-- start Data supplied --

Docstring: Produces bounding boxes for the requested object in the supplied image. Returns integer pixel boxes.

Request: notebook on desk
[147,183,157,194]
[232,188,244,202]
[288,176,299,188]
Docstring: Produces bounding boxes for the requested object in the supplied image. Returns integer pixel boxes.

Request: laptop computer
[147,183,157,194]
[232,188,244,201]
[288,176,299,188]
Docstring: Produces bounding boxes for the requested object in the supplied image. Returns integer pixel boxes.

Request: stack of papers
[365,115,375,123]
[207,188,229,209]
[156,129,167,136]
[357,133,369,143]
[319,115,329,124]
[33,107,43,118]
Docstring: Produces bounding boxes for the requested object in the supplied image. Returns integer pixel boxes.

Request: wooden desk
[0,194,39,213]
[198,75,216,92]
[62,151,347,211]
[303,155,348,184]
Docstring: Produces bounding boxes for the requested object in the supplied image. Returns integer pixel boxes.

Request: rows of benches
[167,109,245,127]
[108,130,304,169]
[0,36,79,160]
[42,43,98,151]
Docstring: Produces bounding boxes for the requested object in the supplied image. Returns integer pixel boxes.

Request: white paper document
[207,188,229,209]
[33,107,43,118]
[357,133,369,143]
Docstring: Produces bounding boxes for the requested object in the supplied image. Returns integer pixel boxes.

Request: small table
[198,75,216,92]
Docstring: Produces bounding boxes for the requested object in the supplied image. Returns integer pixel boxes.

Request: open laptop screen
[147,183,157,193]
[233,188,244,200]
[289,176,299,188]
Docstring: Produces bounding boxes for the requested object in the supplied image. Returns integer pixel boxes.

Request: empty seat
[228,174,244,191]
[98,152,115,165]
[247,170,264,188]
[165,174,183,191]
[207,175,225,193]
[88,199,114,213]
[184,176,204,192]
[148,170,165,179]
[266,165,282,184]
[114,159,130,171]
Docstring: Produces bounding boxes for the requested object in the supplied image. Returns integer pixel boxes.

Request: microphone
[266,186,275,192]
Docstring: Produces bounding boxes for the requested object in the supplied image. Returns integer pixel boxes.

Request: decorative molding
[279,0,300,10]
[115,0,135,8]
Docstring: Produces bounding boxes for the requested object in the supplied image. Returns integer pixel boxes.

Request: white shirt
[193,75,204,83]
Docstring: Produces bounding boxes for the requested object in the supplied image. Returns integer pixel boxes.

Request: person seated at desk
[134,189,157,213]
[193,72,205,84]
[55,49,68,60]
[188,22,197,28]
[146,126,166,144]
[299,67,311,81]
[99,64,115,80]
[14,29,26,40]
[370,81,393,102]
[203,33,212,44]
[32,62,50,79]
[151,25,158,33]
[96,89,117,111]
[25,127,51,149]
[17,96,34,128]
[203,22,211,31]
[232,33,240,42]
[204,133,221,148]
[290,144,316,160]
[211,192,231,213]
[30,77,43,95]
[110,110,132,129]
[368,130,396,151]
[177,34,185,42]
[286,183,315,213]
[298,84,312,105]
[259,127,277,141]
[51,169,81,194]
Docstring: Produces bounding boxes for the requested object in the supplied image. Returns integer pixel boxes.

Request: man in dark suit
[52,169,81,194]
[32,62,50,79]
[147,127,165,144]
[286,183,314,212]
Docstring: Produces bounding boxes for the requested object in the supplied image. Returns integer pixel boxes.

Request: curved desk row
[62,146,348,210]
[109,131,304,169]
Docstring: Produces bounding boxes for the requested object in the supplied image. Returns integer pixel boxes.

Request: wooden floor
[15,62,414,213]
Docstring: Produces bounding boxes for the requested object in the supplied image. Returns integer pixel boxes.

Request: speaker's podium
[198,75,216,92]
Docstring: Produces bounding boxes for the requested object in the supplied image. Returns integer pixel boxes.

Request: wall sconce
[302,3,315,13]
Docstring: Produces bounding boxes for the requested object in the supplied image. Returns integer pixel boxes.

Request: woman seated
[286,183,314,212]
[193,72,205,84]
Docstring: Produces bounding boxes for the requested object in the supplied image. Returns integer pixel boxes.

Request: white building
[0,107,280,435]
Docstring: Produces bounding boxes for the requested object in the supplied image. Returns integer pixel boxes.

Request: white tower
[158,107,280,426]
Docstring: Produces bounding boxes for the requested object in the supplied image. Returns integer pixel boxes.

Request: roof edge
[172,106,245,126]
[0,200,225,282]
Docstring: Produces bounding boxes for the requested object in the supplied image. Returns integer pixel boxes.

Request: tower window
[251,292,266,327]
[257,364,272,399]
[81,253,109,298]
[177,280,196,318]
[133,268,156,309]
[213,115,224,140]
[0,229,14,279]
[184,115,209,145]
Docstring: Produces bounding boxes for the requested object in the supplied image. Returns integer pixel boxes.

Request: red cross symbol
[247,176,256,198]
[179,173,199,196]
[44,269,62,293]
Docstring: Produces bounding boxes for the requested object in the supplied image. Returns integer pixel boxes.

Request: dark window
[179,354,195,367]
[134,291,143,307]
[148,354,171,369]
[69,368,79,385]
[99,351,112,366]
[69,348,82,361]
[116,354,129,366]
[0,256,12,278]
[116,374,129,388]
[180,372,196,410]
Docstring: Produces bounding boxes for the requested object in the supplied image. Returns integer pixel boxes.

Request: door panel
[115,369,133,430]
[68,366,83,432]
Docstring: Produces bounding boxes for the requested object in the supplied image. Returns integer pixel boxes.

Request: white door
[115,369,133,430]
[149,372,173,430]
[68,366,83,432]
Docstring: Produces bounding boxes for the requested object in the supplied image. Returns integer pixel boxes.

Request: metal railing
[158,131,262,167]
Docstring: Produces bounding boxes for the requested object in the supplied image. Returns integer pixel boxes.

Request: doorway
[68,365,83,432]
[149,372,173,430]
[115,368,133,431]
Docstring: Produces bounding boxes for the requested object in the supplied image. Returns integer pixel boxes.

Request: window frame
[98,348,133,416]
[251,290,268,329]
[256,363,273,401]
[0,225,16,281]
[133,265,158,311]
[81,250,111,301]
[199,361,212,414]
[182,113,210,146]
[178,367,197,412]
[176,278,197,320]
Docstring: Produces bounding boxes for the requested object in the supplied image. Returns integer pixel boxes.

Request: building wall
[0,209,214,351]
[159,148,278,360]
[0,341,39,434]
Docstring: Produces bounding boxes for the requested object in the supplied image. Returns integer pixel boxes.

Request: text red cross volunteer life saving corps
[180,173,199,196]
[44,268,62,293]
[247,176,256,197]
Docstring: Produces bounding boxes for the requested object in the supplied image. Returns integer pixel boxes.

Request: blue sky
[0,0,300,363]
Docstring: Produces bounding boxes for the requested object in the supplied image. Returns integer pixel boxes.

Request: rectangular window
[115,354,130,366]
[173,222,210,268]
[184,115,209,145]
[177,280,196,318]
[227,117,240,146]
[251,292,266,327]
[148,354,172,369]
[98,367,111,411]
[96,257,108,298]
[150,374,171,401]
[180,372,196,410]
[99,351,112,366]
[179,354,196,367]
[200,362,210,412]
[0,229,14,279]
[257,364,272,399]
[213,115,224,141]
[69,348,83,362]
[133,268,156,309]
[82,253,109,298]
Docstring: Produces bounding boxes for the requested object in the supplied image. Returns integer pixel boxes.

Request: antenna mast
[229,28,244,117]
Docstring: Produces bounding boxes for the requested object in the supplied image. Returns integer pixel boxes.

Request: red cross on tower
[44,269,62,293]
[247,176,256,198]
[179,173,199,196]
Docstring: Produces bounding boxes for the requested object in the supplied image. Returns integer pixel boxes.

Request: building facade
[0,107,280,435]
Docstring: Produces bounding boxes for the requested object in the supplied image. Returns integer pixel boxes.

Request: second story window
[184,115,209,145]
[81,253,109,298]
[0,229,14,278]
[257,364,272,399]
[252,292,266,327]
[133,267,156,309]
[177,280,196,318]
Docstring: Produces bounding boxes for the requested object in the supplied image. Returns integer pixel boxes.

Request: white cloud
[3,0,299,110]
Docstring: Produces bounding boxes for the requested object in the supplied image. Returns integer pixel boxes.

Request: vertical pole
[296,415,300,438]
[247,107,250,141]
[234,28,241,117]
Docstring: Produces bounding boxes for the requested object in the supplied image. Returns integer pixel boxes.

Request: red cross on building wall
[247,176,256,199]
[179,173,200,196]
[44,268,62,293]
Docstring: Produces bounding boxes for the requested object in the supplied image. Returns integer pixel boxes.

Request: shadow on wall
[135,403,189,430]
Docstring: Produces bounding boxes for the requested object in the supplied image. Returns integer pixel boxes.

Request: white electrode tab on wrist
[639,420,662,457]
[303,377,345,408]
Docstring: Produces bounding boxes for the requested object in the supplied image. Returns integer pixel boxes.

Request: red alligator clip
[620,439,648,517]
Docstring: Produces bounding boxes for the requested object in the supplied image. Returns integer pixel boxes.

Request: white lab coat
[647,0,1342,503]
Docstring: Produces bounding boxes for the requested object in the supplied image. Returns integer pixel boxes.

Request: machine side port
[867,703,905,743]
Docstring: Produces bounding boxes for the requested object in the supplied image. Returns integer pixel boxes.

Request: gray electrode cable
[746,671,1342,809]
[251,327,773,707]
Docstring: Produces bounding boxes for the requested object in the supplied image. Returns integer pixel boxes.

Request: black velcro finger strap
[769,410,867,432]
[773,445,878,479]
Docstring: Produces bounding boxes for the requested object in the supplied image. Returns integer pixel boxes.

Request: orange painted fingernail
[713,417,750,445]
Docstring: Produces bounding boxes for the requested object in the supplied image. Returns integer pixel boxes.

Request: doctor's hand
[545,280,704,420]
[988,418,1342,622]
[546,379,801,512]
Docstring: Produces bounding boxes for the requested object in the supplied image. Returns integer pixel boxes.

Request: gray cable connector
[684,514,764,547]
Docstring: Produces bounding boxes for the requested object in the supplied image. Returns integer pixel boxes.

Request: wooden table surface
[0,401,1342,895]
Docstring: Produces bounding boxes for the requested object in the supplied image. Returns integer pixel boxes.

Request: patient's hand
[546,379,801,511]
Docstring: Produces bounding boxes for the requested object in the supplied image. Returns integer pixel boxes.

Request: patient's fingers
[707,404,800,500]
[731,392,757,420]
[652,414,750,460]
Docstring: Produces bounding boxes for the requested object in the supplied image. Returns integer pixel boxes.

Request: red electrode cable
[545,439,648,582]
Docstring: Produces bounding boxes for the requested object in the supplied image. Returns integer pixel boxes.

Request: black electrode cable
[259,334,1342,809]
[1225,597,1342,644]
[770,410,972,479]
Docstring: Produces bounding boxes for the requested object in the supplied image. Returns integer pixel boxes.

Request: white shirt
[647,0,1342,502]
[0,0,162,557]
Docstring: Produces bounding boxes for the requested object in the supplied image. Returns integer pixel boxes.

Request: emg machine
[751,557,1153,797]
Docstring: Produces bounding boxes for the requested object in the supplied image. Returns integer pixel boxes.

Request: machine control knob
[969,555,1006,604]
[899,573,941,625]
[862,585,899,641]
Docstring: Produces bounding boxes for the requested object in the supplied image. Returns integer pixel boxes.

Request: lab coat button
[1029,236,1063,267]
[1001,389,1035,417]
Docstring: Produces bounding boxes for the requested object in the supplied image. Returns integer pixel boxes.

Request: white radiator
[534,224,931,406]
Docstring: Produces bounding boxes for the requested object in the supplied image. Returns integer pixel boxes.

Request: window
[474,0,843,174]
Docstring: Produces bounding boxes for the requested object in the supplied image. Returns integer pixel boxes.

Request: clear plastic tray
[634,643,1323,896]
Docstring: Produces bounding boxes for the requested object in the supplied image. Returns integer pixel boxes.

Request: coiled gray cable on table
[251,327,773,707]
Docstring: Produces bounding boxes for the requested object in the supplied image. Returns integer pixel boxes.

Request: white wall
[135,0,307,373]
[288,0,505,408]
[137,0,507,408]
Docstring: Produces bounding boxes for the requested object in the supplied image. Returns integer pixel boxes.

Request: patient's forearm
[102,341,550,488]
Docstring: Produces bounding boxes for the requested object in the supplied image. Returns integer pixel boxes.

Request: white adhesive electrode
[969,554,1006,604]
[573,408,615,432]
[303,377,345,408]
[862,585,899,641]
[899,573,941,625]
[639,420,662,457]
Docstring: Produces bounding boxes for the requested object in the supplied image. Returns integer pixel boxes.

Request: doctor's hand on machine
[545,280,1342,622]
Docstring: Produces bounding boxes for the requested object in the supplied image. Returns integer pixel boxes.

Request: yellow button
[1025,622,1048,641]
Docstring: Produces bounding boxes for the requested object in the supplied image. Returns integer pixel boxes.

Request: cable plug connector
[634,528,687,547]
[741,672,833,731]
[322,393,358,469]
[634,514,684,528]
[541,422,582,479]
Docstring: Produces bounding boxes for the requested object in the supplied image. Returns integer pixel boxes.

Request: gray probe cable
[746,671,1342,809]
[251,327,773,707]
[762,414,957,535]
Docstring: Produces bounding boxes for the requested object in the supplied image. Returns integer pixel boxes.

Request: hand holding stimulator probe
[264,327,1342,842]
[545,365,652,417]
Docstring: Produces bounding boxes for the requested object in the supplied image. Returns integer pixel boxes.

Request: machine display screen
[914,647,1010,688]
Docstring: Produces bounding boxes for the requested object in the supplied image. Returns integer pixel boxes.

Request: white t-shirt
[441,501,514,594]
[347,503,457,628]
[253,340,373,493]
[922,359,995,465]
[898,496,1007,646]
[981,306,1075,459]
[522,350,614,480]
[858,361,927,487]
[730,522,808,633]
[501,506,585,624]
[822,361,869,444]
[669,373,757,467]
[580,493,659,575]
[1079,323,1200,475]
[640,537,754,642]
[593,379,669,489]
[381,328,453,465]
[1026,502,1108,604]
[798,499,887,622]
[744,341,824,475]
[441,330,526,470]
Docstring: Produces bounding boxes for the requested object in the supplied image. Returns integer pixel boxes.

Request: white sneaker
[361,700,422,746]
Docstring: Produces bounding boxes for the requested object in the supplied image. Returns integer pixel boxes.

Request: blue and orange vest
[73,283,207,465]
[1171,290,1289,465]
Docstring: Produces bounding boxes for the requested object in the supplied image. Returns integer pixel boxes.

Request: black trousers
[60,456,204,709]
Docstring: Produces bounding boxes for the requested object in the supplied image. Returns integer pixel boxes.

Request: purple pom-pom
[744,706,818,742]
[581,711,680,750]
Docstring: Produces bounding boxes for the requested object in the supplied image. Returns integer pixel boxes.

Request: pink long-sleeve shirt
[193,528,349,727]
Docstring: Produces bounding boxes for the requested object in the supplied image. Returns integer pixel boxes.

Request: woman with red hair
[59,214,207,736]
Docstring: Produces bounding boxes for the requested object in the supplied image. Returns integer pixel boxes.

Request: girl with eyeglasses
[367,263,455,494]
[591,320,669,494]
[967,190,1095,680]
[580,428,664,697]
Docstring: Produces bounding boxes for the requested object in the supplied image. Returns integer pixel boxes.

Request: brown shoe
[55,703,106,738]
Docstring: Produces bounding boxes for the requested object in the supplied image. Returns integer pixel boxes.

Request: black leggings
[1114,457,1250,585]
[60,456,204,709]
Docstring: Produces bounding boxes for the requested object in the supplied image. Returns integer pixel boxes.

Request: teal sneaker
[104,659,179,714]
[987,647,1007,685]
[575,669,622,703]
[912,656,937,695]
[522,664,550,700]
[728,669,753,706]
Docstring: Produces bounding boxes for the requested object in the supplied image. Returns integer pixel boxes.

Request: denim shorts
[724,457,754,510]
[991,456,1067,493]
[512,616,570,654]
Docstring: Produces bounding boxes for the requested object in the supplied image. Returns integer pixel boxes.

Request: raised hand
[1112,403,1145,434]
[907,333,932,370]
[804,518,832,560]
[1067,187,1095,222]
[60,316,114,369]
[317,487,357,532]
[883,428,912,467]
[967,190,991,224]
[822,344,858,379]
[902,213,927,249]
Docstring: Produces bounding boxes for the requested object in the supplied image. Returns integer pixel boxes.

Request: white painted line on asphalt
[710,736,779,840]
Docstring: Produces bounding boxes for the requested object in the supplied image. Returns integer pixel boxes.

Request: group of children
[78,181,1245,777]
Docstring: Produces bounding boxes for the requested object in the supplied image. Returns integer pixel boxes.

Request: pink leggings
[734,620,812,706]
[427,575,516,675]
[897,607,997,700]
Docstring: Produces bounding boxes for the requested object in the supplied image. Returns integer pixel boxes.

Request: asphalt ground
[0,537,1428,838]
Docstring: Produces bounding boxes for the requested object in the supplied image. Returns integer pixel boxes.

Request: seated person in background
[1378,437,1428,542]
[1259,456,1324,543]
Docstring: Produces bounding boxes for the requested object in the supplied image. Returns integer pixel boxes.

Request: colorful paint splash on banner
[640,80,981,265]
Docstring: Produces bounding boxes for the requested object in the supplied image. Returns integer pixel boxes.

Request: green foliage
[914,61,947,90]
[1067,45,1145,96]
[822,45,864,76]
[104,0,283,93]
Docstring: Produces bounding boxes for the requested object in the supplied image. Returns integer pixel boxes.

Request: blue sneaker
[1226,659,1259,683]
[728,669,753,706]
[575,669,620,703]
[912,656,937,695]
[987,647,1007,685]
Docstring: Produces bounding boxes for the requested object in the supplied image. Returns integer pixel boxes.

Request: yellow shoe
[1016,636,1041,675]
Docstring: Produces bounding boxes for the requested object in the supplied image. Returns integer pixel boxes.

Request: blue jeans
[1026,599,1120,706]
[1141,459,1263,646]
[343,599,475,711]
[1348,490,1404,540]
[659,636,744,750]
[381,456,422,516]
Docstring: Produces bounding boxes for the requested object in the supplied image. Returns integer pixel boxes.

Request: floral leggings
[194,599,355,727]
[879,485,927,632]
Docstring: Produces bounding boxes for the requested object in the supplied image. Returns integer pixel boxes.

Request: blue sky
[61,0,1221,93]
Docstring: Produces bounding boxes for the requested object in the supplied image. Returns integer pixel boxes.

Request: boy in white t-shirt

-- end Data supplied --

** Exercise aim **
Please pull out every line above that contains the string "screen".

** Task answer **
Request: open laptop screen
Request: machine display screen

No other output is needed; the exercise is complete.